Thanks for sharing, your post made me think of my own grandfather. He is from Dillon, SC, which is funny because we talked about this particular area in class. He came from a family of 5 and had to work very hard to be where he is today. He drove a school bus to help pay for college, and is a self-made man. He is one of the smartest people that I know, and was actually an SC Senator and owned his own collecting agency. My hope is that we can reform education so that all children are offered opportunities to make something of themselves, and that we can truly equalize education.

adraanna said...

I also thought of a family member when I read this post. However, the family member that I thought of was not a grandparent or great-grandparent, it was my father. My dad's family struggled to keep food on the table and clothes on everyones back. My grandfather was a military man, not home very often, and my grandmother stayed at home with the kids. All of my fathers brothers and my father worked from a very young age to financially support the family. They would pick up cans on the side of the street or sell vegetable from their garden in the summer. When my father was 14, he went to work in the cotton mill on 3rd shift while still going to school during the day. My father atteneded on year of college but could not keep up because he also had to work a full time job. Like Liz, my father is the smartest person I know. Education in the south is behind the rest of the country. The generation that this phenomenon are not as old as one might think. Hopefully we are catching up. I know that if my father would have had the chance to attend college he could have been so much more professionally than a paper machine operater at Bowater.

NakiaPope said...

A great post, Elizabeth. What struck me in your post was how important family is in the story -- that the family put its hopes in this one daughter who then was supposed to take care of everyone.

◆ **Provided data**

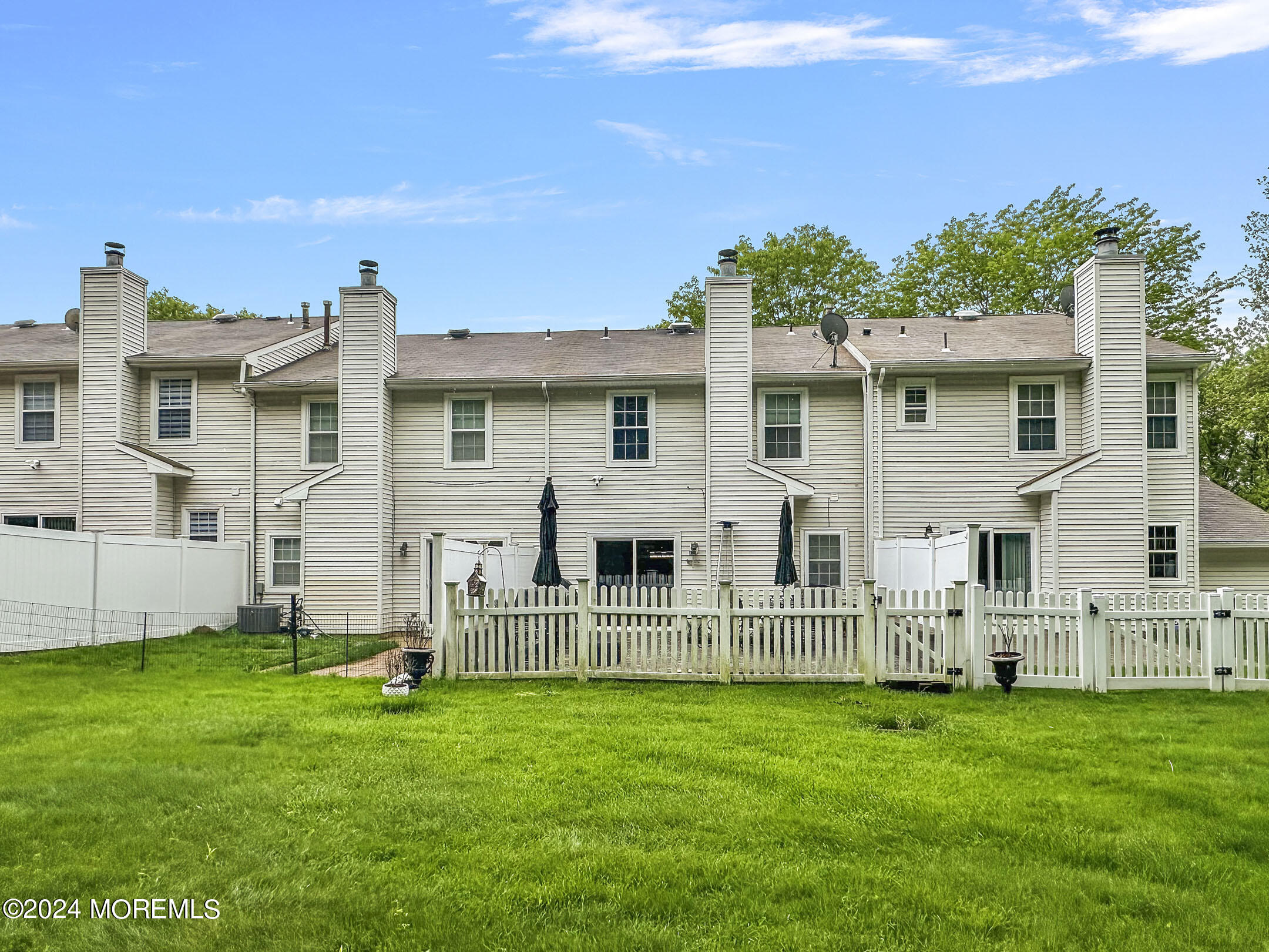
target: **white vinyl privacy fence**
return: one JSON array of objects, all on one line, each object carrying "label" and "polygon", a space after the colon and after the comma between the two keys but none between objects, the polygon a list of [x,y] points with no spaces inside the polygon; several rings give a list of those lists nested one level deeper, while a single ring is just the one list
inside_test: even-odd
[{"label": "white vinyl privacy fence", "polygon": [[449,678],[994,683],[1269,688],[1269,595],[1214,593],[569,588],[447,583],[438,670]]}]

◆ **Problem**
In the blog comments, reproduce everything from "Thanks for sharing, your" down to "adraanna said...". The listing has no connection to the blog comments.

◆ **Answer**
Thanks for sharing, your post made me think of my own grandfather. He is from Dillon, SC, which is funny because we talked about this particular area in class. He came from a family of 5 and had to work very hard to be where he is today. He drove a school bus to help pay for college, and is a self-made man. He is one of the smartest people that I know, and was actually an SC Senator and owned his own collecting agency. My hope is that we can reform education so that all children are offered opportunities to make something of themselves, and that we can truly equalize education.

adraanna said...